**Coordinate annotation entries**
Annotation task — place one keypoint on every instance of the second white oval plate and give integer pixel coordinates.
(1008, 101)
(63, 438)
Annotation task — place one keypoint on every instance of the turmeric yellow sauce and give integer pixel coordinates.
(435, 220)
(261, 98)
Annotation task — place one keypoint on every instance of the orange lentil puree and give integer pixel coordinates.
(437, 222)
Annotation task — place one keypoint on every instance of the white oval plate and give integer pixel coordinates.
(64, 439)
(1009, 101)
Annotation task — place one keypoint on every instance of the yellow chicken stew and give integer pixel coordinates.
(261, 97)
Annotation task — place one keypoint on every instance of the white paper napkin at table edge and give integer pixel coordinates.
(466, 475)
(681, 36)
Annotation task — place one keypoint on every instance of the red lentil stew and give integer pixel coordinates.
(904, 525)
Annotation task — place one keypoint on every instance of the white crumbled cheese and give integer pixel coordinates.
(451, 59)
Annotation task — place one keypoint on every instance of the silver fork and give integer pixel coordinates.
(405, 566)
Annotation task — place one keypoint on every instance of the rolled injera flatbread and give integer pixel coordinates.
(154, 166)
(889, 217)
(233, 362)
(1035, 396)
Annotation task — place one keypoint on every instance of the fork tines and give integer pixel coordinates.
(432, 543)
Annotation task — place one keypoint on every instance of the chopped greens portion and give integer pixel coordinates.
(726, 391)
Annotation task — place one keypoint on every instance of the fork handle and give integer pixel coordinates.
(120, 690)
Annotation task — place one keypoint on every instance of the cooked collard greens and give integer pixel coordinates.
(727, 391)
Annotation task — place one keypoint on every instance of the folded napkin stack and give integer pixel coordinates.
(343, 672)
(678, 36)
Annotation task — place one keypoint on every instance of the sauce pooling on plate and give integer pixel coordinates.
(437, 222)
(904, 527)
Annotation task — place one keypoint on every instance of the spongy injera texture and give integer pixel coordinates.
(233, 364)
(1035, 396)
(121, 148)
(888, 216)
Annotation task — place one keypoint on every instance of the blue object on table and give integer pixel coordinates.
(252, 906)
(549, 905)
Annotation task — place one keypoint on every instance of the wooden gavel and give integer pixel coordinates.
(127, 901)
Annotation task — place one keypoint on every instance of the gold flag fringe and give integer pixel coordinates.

**Directions**
Copy every one of the entries above word for word, with each line kept the same and in the same order.

**Exercise result**
Annotation task — place one keypoint on every instance of the second white oval plate and give integer pixel coordinates.
(1008, 101)
(63, 438)
Annotation task — place one keypoint on every instance of the turmeric yellow sauce and give integer pixel coordinates.
(435, 220)
(261, 98)
Annotation task — place one keypoint on every instance of the orange lentil puree and give integer pixel coordinates.
(437, 222)
Annotation task — place one keypoint on every instance of the white oval plate and give integer pixel coordinates.
(64, 439)
(1009, 101)
Annotation task — place one keypoint on every instance of the yellow chicken stew and give integer pixel coordinates.
(261, 97)
Annotation task — place one keypoint on every instance of the white paper napkin at table edge and give integer pixel coordinates.
(466, 475)
(681, 36)
Annotation task — place one keypoint on every instance of the red lentil stew and give integer pixel coordinates.
(904, 525)
Annotation task — place one keypoint on every instance of the white crumbled cheese and give integer pixel coordinates.
(451, 59)
Annotation task — place one keypoint on every instance of the silver fork and give integer pixel coordinates.
(405, 566)
Annotation task — place one keypoint on every instance of the rolled injera flatbread and give integer pixel coordinates.
(154, 166)
(889, 217)
(233, 362)
(1035, 396)
Annotation task — place one keypoint on every instance of the fork tines and give integer pixel coordinates.
(432, 543)
Annotation task — place one keypoint on every instance of the chopped greens portion and give integer pixel coordinates.
(726, 391)
Annotation task — place one keypoint on every instance of the fork handle and give integer pixel coordinates.
(120, 690)
Annotation task — place one keypoint on every instance of the cooked collard greens and give integer pixel coordinates.
(727, 391)
Annotation task — place one keypoint on every instance of the folded napkin stack and give integer pixel coordinates.
(343, 672)
(678, 36)
Annotation task — place one keypoint on every instance of the sauce pooling on plate and give integer pixel coordinates.
(437, 222)
(904, 527)
Annotation task — place one keypoint on every instance of the spongy injera texture and give integer pixel coordinates.
(233, 364)
(1035, 396)
(121, 148)
(888, 216)
Annotation task — place one keypoint on every instance of the blue object on table and give integer pixel coordinates.
(252, 906)
(549, 905)
Annotation task — place one keypoint on every instance of the wooden gavel and give integer pixel coordinates.
(127, 901)
Annotation task — place one keypoint on every instance of the gold flag fringe and give integer pixel coordinates.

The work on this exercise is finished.